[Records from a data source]
____________________

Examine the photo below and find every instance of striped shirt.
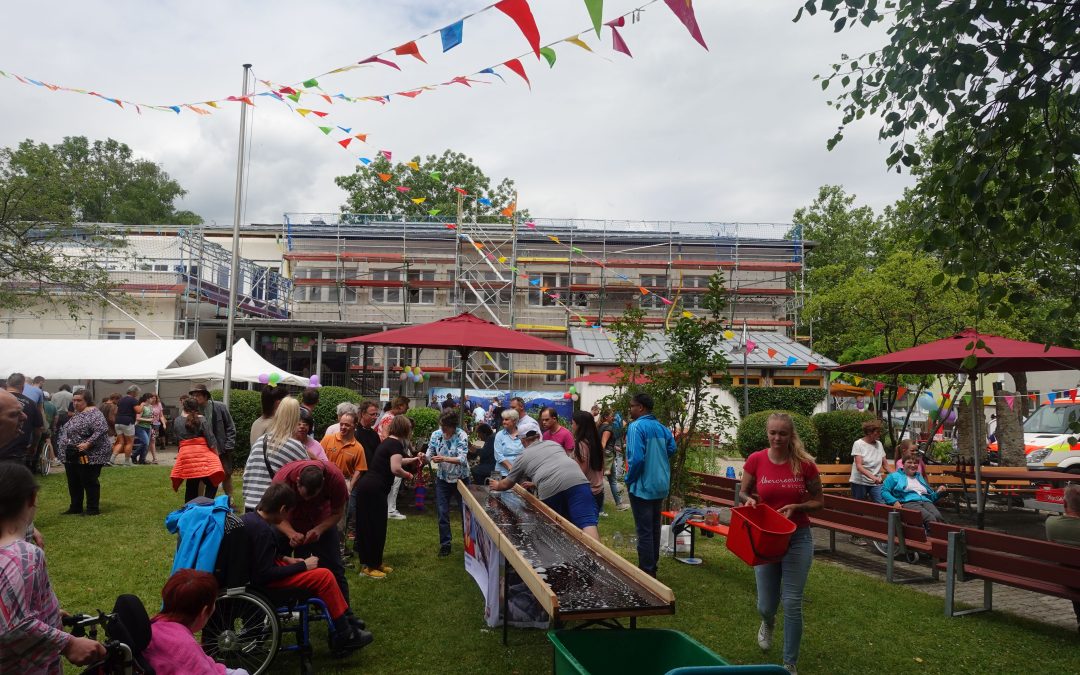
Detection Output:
[244,434,308,511]
[0,540,71,675]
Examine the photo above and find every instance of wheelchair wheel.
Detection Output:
[38,438,53,476]
[202,592,281,675]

____________________

■ Problem to solve ■
Output every line of the material exactly as it appears, leaving out the pictures.

■ Task output ■
Examine the photo below and find every instance of striped shirt.
Detection Output:
[244,434,308,511]
[0,540,71,675]
Examine the photo above and find every instance of wheelchair wheel.
Detection Output:
[38,438,53,476]
[202,592,281,675]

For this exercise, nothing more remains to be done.